EXERCISE MATERIALS
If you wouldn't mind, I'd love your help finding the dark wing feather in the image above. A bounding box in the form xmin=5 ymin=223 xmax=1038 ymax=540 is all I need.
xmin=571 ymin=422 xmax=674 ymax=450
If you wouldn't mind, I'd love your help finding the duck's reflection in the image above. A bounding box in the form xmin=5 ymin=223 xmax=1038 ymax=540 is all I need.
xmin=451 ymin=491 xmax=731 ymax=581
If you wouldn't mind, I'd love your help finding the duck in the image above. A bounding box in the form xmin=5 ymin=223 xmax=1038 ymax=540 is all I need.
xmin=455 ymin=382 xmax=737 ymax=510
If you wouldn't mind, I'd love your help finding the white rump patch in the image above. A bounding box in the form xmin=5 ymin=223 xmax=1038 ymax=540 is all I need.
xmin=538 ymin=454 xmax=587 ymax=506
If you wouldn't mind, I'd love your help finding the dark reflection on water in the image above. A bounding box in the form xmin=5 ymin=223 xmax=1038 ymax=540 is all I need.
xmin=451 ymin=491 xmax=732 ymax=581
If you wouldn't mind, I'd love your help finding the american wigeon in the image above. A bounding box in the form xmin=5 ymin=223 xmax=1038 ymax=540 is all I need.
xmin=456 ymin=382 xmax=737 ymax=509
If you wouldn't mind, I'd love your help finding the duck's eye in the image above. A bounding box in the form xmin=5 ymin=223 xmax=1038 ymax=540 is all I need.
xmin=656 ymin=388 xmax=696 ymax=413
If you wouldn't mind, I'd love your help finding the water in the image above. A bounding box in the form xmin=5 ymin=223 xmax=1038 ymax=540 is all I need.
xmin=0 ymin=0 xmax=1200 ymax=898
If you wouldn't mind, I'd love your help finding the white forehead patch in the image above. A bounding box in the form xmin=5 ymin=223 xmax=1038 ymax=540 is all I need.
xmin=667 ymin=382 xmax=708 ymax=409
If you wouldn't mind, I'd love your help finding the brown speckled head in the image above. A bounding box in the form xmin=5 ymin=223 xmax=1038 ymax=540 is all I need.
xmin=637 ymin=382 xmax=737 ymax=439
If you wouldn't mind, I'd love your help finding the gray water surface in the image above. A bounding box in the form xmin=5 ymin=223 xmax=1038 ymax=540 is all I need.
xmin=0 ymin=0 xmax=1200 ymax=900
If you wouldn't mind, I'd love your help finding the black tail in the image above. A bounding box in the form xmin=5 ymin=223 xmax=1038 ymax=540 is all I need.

WHAT THIS TASK INVOLVES
Render each line of the entries above as a Markdown table with two columns, Row and Line. Number the rows in order and omit any blank lines.

EXERCISE ANSWER
| Row | Line |
|---|---|
| 1 | If you wouldn't mind, I'd love your help finding the dark wing feather in the image above. A bounding box in the form xmin=5 ymin=223 xmax=1038 ymax=540 is all I need. |
| 2 | xmin=571 ymin=422 xmax=674 ymax=450 |
| 3 | If you wouldn't mind, I'd love your help finding the duck's reflection in the image above. A bounding box in the form xmin=5 ymin=223 xmax=1038 ymax=540 is all I need. |
| 4 | xmin=451 ymin=491 xmax=731 ymax=581 |
| 5 | If you wouldn't mind, I'd love your help finding the duck in the image above. A bounding box in the form xmin=5 ymin=223 xmax=1038 ymax=540 is all I need. |
| 6 | xmin=455 ymin=382 xmax=737 ymax=510 |
| 7 | If you wouldn't mind, I'd love your help finding the white rump patch in the image above. A bounding box in the form xmin=5 ymin=223 xmax=1038 ymax=540 is all I need. |
| 8 | xmin=538 ymin=454 xmax=587 ymax=506 |
| 9 | If you wouldn't mind, I'd love your help finding the dark reflection on water in the image above. A bounding box in the form xmin=5 ymin=223 xmax=1038 ymax=540 is all I need. |
| 10 | xmin=451 ymin=491 xmax=732 ymax=581 |
| 11 | If you wouldn't mind, I'd love your help finding the american wigeon in the image above. A bounding box in the form xmin=5 ymin=223 xmax=1038 ymax=540 is all I need. |
| 12 | xmin=456 ymin=382 xmax=737 ymax=509 |
| 13 | If you wouldn't mind, I'd love your help finding the duck's eye in the image above. A bounding box in the form xmin=5 ymin=223 xmax=1038 ymax=540 is all I need. |
| 14 | xmin=656 ymin=388 xmax=696 ymax=413 |
| 15 | If you wouldn't mind, I'd love your help finding the water in the image above. A bounding box in the form xmin=5 ymin=223 xmax=1038 ymax=540 is all I need. |
| 16 | xmin=0 ymin=0 xmax=1200 ymax=898 |
| 17 | If you wouldn't mind, I'd love your help finding the white forehead patch in the image above. A bounding box in the form xmin=5 ymin=223 xmax=1038 ymax=540 is all I need. |
| 18 | xmin=667 ymin=382 xmax=708 ymax=409 |
| 19 | If you wouldn't mind, I'd love your help finding the brown speckled head in the image above. A bounding box in the form xmin=5 ymin=223 xmax=1038 ymax=540 is all I need. |
| 20 | xmin=637 ymin=382 xmax=737 ymax=439 |
| 21 | If you wouldn't mind, I'd love your help finding the gray water surface in the image above. A bounding box in the form xmin=5 ymin=223 xmax=1038 ymax=540 is all I need. |
| 22 | xmin=0 ymin=0 xmax=1200 ymax=900 |
| 23 | If you wouldn't mind, I'd love your help finding the black tail in the image above. A bounding box in the form xmin=5 ymin=223 xmax=1038 ymax=540 is all I need. |